=== Extract ===

On September 2, 1978, at some time between midnight and 2:20 a. m., the Prejean family was murdéred in their home located in Carlyss, Louisiana. Paul Terry Prejean and his wife, Margaret Ellen Prejean, were definitely shot in the head and their infant son, Jessie Paul Prejean, may also have been shot, although that has not been clearly established. In any case, their house was then set ablaze, having the effect of carbonizing the three bodies inside. A light-colored small-sized car, fitting the description of the defendant’s light blue Javelin, was seen leaving the Prejean premises even while it was still ablaze. A man fitting the defendant’s description was seen shortly af-terwards at a well-lighted car wash in town, washing out the inside of a light blue, small-sized car.

The fire at the Prejean residence was reported at approximately 2:20 a. m. and was extinguished after 3:00 a. m. When the fire department arrived they noticed that Terry Prejean’s dump truck was on top of an old pickup truck, apparently having been backed across the pickup truck. The headlights of the dump truck were still on and the driver’s side was open. There were deep tire tracks, 30 to 40 feet in length, on the wet grass on this side of the house. Pieces of rope were also found in this vicinity. It appeared that the dump truck was used to pull out a small-sized car which became stuck in the wet grass on the side of the house.

Fire and police investigators worked throughout the day collecting and developing evidence from the scene of the fire. The defendant was questioned about the fire by officers Ogea and Hoffpauir of the Calcasieu Parish sheriff’s office on the day of the homicides. The defendant informed Ogea that he had been staying with the Prejeans. However, the defendant claimed to know nothing about the fire and stated that he did not return to the Prejeans’ after he and the Prejeans left the Grangers’ that evening around midnight. In response to Ogea’s comment that Terry’s dump truck was not where it was supposed to be, the defendant stated that earlier that afternoon he had helped Terry move a white Dodge Colt automobile which Terry had just sold, but that Terry was “real high” (meaning on drugs) and consequently left the dump truck parked on top of a pickup truck.

The murders appear to be drug related. Terry and Margaret Ellen Prejean apparently sold marijuana in fairly large quantities. The defendant was an acquaintance of the Prejeans’ for quite some time and appears to have been associated with them in their marijuana dealings. However, there is no direct evidence that the Prejeans bought their marijuana directly through the defendant.

===

* **Problem**: How would you translate this sentence from the extract into Spanish: "The fire at the Prejean residence was reported at approximately 2:20 a. m. and was extinguished after 3:00 a. m."?

=== Data section ===

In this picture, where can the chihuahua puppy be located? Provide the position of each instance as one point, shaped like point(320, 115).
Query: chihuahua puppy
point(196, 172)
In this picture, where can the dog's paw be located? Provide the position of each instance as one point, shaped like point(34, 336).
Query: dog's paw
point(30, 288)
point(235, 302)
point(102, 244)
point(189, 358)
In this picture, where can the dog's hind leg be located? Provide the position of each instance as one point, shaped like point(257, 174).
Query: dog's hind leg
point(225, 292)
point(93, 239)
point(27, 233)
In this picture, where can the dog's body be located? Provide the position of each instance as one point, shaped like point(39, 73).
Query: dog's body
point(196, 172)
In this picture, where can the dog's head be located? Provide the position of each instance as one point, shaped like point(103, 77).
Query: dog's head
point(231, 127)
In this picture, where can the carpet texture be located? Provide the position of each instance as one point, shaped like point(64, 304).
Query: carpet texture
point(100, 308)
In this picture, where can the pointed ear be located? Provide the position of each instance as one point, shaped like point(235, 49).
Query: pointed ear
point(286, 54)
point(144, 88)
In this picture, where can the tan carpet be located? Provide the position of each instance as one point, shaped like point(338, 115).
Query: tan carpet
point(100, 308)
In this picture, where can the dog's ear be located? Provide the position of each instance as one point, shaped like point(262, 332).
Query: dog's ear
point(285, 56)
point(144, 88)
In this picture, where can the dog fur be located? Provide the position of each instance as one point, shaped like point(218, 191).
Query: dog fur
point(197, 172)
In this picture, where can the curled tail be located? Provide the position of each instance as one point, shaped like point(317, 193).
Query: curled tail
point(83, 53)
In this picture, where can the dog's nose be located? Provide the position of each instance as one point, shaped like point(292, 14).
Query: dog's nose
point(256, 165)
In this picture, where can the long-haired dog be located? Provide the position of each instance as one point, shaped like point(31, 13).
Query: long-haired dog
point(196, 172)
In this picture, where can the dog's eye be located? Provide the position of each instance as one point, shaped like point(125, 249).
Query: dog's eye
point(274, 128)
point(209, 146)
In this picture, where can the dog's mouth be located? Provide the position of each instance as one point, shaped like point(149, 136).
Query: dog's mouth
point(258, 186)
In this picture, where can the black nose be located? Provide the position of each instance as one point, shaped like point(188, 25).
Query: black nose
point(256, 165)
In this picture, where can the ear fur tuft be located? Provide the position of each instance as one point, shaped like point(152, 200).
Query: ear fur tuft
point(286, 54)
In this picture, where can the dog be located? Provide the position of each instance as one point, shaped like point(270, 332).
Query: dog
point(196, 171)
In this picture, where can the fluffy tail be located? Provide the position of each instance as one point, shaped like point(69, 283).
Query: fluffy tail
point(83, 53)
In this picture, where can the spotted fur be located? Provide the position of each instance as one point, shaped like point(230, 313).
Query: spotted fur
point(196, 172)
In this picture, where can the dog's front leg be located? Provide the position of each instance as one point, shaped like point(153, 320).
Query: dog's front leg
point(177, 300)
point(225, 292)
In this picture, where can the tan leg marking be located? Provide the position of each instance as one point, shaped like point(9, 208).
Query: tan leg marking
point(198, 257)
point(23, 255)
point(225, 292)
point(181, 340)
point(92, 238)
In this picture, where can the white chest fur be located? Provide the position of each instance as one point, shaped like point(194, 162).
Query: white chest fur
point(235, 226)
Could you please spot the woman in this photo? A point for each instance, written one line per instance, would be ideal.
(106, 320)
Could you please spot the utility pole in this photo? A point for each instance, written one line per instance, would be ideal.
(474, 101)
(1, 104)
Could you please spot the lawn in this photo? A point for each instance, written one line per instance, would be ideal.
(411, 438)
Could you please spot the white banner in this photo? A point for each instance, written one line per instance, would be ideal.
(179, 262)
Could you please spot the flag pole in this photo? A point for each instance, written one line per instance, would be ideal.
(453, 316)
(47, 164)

===

* **Written response**: El incendio en la residencia de los Prejean se reportó aproximadamente a las 2:20 a. m. y se extinguió después de las 3:00 a. m.